Express every line of all the records below as a numbered list, skipping blank lines. Omit the pictures from your answer.

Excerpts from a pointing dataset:
------------------------------------
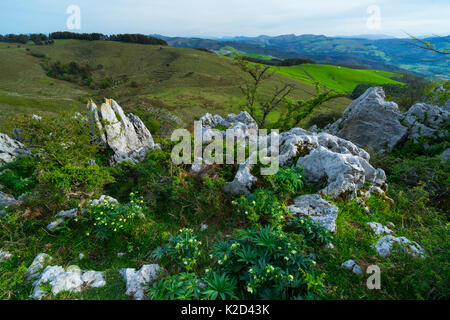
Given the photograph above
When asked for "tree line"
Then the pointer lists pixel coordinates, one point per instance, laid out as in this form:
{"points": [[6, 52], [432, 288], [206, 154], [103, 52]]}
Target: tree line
{"points": [[40, 39]]}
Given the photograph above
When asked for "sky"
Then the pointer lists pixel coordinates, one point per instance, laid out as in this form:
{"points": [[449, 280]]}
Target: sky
{"points": [[219, 18]]}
------------------------------------
== FINAL ANSWER ==
1. Given the photograph above
2. When asked for "tree line"
3. Then the pointer lists pixel coordinates, one point per instance, laid out as in this form:
4. {"points": [[6, 52], [432, 288], [206, 154], [103, 52]]}
5. Target: tree line
6. {"points": [[40, 39]]}
7. Given the photograph above
8. When asked for "sky"
9. Then the pointer lists pixel coordinates, one point per instance, laid out as in this form:
10. {"points": [[449, 280]]}
11. Target: sky
12. {"points": [[219, 18]]}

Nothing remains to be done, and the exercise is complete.